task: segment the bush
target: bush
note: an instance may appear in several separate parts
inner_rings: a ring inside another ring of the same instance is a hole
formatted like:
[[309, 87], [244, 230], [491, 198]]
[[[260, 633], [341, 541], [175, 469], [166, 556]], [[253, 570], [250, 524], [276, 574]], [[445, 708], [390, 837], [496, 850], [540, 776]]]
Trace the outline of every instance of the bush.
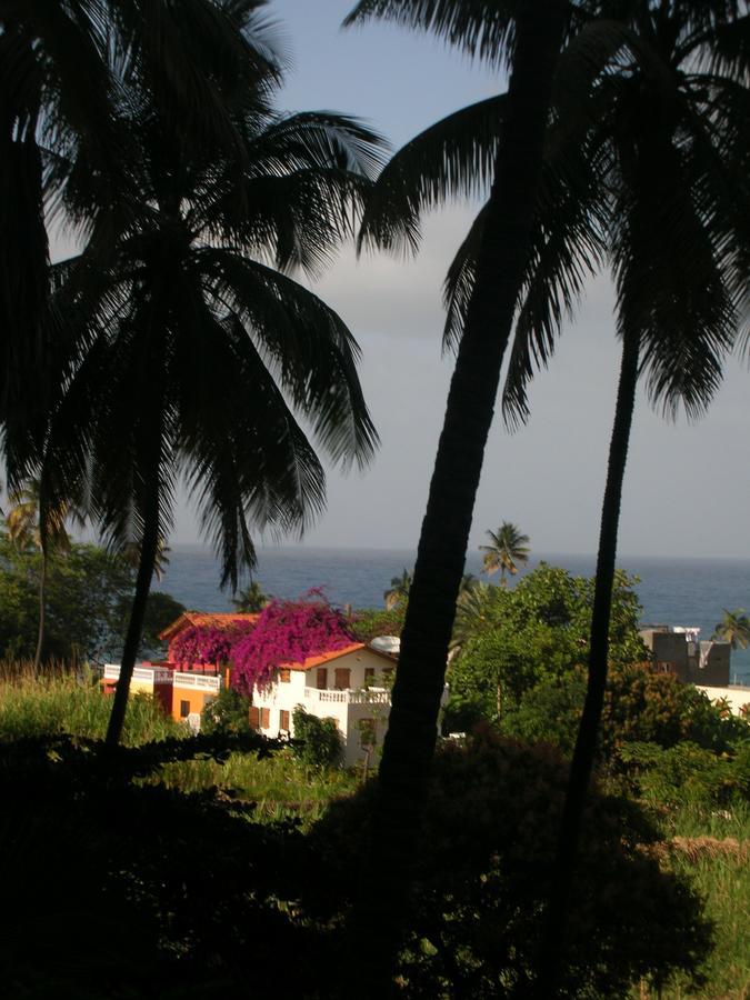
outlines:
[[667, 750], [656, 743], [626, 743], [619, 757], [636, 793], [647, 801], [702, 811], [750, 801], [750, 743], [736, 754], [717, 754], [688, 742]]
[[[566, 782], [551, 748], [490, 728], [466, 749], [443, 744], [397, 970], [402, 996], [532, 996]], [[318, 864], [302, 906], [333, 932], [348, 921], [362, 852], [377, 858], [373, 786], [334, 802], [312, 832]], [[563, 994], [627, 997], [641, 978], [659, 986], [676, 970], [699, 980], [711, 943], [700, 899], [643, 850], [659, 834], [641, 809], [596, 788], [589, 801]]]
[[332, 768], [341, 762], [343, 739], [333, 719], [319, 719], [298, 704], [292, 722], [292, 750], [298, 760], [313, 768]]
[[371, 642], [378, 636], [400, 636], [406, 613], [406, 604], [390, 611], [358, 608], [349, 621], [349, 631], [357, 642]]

══════════════════════════════

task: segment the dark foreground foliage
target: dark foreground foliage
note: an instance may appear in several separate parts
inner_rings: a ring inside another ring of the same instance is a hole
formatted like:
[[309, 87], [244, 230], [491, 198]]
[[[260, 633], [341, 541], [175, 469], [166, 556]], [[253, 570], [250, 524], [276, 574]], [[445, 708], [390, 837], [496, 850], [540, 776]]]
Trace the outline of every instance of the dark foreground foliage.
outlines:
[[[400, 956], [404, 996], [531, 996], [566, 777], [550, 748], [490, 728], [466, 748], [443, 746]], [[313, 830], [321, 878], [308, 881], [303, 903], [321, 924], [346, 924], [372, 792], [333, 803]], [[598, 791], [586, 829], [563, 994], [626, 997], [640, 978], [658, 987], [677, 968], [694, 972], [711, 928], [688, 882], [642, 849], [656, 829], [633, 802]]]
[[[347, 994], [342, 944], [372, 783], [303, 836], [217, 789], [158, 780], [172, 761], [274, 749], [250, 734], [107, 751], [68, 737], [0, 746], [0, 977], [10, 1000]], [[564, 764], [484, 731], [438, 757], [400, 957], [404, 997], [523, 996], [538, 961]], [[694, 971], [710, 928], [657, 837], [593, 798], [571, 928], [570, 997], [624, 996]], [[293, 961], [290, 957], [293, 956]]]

══════════════════════════════

What the exercise asks
Reproduce the lines word for word, starting at the line that contains "task: segment the bush" and stopping after the line that contains "754], [688, 742]]". Leave the pictures out of your answer.

Full solution
task: segment the bush
target: bush
note: an instance may appear in several separate parts
inner_rings: a ring inside another ring of the same instance is a hole
formatted like:
[[309, 87], [244, 230], [491, 198]]
[[[260, 633], [341, 541], [175, 469], [166, 556]], [[253, 570], [250, 524], [276, 574]], [[445, 708], [390, 837], [496, 850], [540, 776]]]
Trace the outline of every instance of the bush.
outlines:
[[667, 750], [656, 743], [626, 743], [619, 757], [636, 793], [647, 801], [702, 811], [750, 801], [750, 743], [736, 754], [717, 754], [688, 742]]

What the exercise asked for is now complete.